These thinktanks have waves of collective insanity that generally crash against hard reality. I don't think it's any more than that. However, it's also worth noting that personal ownership of stuff by the hoi polloi is a bit of a recent innovation and it's worth being vigilant against that ability being eroded.


----------



## dzilizzi (Feb 15, 2021)

If you are a business and not a single owner, renting things can make sense. It is an easy to track fixed cost and they usually come with some kind of warranty/support. The other time renting may make sense is so you don't have to worry about the water heater breaking. All emergency expenses are generally paid by the landlord. So when you are young or really old, not having to deal with ownership can be cheaper. 

If you constantly update you car or DAW, sometimes the rental price makes sense. But personally, I like knowing I can stop paying and still use what I have.


----------



## Thundercat (Feb 15, 2021)

I think there absolutely is something to the "crazy" conspiracy theories. Corruption is real. No one can say there isn't corruption. Could anyone argue that rich people in power don't make plans with their wealth and power that benefit them, and not others?

That is what is at the heart of what is going on everywhere right now. In the 1950s the CIA invented the term "conspiracy theorists" to discredit anyone who argued against the official narrative. They also ran an operation Paperclip, whose goal was and is to disinform people. From their own internal documents: "how will we know if we have been successful? When everything the American people believe is a lie."

That applies to the virus, with a 99.74% survival rate ("deadly?" are people dying in the streets? Would you know there was a "pandemic" if you didn't watch the news? No? Then there isn't one.).

Anyway this model of renting everything is part of the WEF plan, and if you don't think there aren't dark plans afoot then you aren't aware. You don't let the wolves guard the henhouse, and then defend the wolves' point of view.


----------



## Nils Neumann (Feb 15, 2021)

Macrawn said:


> We all know that vi instruments are starting to move toward that rental model where you never own the thing and perpetually pay for it. It always has a cheaper up front cost but a huge long term cost.


Just want to point out that we never own a sample library anyway. We just are allowed to use it.


----------



## ProfoundSilence (Feb 15, 2021)

Nils Neumann said:


> Just want to point out that we never own a sample library anyway. We just are allowed to use it.


You can own it if you make it!


----------



## d.healey (Feb 15, 2021)

Nils Neumann said:


> Just want to point out that we never own a sample library anyway. We just are allowed to use it.


You're buying from the wrong developers


----------



## widescreen (Feb 15, 2021)

Nils Neumann said:


> Just want to point out that we never own a sample library anyway. We just are allowed to use it.
· · ·
## EXERCISE REQUIREMENTS:
**A)** Answer these questions about the forum thread on renting versus owning:
(i) According to dzilizzi, who generally pays all emergency expenses for a renter?
(ii) What does Nils Neumann say people are allowed to do with a sample library, rather than own it?
(iii) According to ProfoundSilence, how can a person own a sample library?
**B)** Using the forum thread on renting versus owning, explain why dzilizzi says renting things can make sense for a business.
**C)** Transcribe the part of the forum thread on renting versus owning between "If you constantly" and "Thundercat (Feb 15, 2021)", inclusive.
None of the rows are needed to complete these tasks.

(Referring expression grounding data)
· · ·
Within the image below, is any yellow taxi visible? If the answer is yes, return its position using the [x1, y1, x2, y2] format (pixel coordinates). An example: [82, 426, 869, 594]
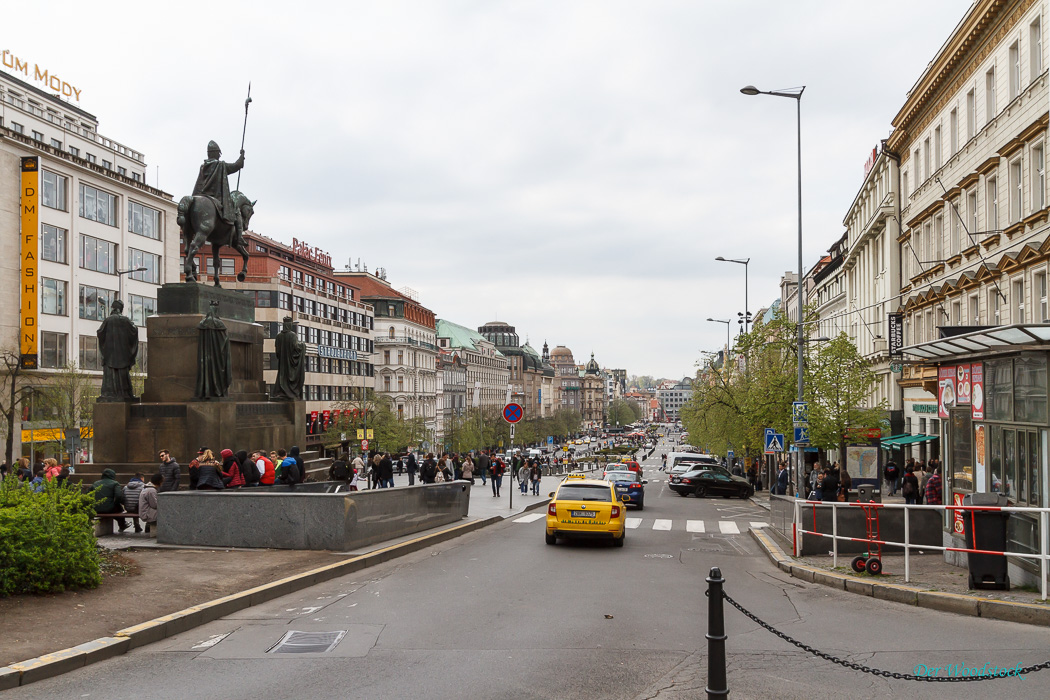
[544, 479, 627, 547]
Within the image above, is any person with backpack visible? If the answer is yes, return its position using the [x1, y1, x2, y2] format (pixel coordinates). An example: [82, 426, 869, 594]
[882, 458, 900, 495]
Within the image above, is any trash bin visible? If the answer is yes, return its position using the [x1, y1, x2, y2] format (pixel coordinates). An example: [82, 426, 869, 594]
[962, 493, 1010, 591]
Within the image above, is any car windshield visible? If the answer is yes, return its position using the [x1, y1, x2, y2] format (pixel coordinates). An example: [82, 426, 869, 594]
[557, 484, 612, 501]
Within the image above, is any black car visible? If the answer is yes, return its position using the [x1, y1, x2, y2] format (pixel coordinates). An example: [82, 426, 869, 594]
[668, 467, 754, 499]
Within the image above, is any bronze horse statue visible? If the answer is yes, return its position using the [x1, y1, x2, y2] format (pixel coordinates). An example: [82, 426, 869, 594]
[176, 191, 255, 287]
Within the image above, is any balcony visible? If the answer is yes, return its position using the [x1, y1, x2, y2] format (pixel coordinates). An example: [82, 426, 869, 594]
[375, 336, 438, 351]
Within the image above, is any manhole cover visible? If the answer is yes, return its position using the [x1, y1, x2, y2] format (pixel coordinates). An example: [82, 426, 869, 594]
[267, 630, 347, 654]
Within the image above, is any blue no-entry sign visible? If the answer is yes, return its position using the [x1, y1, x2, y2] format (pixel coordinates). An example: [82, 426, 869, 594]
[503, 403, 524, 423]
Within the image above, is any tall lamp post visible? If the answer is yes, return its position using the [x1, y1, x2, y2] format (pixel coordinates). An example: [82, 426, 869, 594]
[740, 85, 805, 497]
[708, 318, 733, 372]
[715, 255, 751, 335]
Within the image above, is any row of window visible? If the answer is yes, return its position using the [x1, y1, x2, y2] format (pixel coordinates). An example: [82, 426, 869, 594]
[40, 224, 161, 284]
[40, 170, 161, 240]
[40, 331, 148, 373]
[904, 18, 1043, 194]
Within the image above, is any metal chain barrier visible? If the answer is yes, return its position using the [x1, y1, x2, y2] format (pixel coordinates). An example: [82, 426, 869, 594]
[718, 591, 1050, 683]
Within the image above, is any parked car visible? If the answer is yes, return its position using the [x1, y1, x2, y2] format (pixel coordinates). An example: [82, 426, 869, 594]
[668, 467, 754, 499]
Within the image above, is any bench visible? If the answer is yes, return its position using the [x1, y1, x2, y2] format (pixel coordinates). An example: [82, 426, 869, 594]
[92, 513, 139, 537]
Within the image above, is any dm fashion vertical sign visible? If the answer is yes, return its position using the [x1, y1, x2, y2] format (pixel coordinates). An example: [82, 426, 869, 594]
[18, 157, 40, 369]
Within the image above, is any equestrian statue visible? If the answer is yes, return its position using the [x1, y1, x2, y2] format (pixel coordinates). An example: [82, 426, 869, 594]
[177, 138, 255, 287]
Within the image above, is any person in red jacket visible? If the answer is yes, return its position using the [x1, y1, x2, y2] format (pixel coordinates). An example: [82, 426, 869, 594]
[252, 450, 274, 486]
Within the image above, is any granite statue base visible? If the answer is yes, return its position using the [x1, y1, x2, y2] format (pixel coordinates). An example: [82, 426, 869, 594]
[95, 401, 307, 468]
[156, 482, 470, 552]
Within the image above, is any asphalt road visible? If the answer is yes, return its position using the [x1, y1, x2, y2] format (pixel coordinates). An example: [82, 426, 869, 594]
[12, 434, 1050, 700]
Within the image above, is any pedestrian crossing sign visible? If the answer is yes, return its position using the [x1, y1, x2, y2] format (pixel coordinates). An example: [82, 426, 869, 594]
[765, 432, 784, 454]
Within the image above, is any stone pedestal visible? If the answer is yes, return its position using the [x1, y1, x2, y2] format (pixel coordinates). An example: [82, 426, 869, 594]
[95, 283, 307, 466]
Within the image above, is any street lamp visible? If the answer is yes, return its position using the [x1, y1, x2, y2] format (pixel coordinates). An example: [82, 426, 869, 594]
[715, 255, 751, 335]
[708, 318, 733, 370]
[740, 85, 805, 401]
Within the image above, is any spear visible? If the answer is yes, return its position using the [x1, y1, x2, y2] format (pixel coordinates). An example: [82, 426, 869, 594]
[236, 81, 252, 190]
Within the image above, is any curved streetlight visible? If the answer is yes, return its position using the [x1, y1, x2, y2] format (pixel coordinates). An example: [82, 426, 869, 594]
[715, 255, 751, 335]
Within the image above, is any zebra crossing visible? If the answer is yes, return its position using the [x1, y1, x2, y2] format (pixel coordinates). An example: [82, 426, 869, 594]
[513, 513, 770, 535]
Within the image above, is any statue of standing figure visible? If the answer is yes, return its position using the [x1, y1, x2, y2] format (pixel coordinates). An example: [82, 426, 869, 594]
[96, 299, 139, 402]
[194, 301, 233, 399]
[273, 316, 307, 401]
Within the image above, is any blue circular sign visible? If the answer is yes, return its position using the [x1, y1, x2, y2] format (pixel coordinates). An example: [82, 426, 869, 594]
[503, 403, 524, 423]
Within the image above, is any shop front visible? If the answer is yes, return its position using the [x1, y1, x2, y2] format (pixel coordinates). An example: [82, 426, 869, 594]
· · ·
## ANSWERS FOR EACH ITEM:
**A)**
(i) The landlord.
(ii) Use it.
(iii) By making it.

**B)** For a business, renting is an easy-to-track fixed cost. Rented things also usually come with some kind of warranty or support.

**C)**
If you constantly update you car or DAW, sometimes the rental price makes sense. But personally, I like knowing I can stop paying and still use what I have.


----------



## Thundercat (Feb 15, 2021)